GIVEN TASK — Count the lines in the rows below that contain the string "person", treating uppercase and lowercase as different, and give only that number.

>> Start TASK INPUTS

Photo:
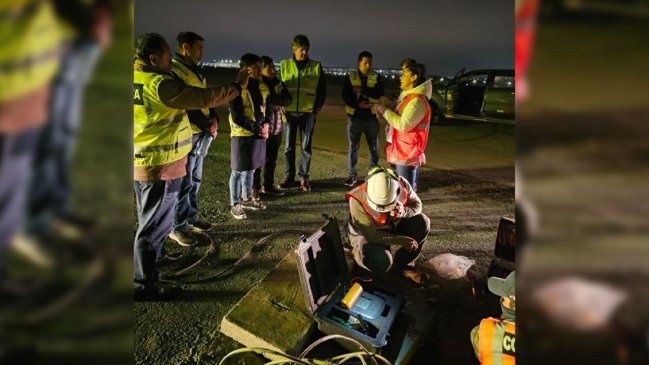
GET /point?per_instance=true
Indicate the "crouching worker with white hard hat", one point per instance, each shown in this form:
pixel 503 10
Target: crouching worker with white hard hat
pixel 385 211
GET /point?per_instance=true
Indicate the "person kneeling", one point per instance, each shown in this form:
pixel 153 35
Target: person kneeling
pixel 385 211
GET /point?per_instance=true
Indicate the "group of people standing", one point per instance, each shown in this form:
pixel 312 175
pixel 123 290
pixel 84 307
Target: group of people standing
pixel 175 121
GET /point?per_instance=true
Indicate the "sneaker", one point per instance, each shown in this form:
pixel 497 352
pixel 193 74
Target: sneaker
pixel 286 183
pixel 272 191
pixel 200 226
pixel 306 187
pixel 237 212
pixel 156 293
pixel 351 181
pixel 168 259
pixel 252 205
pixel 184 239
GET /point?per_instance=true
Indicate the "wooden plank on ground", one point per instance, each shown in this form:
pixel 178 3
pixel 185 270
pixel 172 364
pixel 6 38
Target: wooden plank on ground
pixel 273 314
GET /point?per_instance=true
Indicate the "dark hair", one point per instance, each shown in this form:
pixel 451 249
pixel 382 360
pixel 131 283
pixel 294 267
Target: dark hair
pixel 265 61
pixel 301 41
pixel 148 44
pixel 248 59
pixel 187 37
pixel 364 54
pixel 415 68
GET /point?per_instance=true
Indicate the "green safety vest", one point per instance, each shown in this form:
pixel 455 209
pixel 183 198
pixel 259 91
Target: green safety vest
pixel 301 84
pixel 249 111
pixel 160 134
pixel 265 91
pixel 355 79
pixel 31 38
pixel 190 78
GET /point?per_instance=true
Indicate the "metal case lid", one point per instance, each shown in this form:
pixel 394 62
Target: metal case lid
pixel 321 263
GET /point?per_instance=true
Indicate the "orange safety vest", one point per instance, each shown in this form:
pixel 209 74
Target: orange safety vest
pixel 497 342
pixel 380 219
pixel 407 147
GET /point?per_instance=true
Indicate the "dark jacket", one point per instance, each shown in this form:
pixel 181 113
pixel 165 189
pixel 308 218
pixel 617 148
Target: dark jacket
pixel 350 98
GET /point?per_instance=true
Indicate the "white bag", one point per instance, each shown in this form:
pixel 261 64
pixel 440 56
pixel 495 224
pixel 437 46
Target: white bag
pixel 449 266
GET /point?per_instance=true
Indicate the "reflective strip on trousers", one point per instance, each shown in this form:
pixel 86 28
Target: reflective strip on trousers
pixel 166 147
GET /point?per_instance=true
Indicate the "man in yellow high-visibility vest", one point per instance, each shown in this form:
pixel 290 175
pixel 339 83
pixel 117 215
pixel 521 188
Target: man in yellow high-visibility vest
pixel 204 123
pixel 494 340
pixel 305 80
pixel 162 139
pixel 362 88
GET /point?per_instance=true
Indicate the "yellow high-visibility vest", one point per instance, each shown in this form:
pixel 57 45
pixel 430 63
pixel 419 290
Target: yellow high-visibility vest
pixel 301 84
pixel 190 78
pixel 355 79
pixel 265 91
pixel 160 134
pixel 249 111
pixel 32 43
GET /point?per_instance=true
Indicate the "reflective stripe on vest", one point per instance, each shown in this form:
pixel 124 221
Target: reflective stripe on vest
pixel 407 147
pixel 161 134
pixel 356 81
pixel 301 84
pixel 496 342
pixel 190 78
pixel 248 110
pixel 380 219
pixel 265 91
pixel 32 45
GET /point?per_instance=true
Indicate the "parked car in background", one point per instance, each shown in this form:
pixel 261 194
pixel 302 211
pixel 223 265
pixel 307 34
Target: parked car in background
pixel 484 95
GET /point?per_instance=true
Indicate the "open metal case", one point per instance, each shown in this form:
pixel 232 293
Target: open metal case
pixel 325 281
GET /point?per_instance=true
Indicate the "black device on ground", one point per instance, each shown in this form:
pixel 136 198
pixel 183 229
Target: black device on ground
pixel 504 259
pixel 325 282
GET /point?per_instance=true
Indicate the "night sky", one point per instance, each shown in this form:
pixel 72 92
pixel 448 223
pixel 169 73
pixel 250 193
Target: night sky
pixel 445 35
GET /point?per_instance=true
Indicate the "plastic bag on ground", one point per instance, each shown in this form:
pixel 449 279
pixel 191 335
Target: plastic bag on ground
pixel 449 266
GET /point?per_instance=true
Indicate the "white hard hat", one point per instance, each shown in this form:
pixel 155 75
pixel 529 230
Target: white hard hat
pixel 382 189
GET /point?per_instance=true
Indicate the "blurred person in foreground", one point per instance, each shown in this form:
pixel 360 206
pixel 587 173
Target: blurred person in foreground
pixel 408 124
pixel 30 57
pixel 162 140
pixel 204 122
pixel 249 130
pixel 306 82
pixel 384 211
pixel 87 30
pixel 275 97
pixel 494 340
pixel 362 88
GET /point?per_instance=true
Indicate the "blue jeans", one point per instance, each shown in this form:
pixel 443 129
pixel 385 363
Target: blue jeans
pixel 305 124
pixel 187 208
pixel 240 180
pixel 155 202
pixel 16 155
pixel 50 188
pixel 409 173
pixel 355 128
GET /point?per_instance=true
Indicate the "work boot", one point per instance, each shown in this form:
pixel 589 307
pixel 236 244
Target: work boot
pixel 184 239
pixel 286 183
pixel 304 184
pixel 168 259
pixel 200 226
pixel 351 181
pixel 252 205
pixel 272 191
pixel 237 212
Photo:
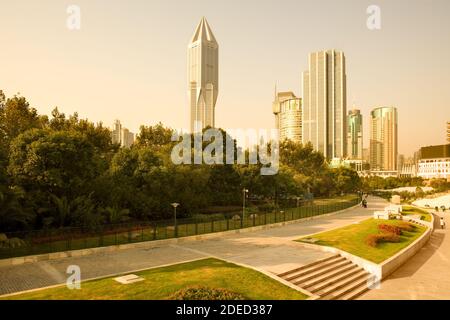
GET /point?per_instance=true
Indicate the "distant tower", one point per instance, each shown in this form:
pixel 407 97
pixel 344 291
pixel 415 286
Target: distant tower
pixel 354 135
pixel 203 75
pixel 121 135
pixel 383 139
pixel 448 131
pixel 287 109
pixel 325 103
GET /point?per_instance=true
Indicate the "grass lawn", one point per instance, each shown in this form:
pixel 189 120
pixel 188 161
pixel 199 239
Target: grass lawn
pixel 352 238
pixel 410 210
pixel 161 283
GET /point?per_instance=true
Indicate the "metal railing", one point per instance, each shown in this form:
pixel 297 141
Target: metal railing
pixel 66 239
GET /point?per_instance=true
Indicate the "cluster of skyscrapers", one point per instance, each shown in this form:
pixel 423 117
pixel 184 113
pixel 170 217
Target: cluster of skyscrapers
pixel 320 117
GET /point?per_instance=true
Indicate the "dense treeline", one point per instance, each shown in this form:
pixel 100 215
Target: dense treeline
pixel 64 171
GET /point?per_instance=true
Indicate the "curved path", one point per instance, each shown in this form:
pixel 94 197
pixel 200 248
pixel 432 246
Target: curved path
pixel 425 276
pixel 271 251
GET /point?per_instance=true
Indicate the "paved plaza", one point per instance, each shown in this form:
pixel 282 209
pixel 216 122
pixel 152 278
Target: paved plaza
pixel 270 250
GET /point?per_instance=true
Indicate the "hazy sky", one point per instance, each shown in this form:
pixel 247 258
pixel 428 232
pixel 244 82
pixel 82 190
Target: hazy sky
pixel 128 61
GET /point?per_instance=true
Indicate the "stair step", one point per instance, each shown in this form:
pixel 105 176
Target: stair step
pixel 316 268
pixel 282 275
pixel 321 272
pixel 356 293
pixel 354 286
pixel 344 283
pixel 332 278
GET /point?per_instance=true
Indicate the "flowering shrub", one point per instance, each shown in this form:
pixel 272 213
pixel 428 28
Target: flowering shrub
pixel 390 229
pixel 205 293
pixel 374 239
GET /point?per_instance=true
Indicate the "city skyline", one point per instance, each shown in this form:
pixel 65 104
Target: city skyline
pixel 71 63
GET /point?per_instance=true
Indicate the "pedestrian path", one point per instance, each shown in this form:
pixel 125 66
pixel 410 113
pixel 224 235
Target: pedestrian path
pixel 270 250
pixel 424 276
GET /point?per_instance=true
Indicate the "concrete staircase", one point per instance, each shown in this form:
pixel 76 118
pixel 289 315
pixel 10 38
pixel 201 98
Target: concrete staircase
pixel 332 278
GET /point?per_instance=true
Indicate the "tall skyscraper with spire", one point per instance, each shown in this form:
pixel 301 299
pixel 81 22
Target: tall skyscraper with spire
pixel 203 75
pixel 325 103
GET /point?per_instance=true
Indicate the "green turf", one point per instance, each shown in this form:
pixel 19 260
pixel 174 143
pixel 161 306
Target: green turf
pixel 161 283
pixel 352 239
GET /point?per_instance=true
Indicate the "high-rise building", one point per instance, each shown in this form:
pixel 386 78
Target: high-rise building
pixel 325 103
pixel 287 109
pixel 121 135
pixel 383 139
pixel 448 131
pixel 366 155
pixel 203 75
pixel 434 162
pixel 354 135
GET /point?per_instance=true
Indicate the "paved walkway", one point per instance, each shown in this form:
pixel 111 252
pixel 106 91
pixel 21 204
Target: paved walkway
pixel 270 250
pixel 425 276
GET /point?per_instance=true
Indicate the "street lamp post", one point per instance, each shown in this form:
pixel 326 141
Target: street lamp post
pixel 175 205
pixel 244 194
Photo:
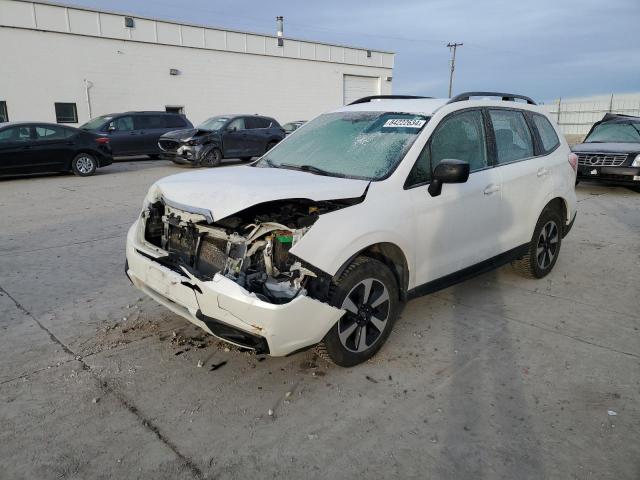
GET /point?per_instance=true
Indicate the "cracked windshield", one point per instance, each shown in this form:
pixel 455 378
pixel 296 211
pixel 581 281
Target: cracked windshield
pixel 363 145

>> End TASK INPUTS

RESPONSE FOR THIS EXERCISE — 4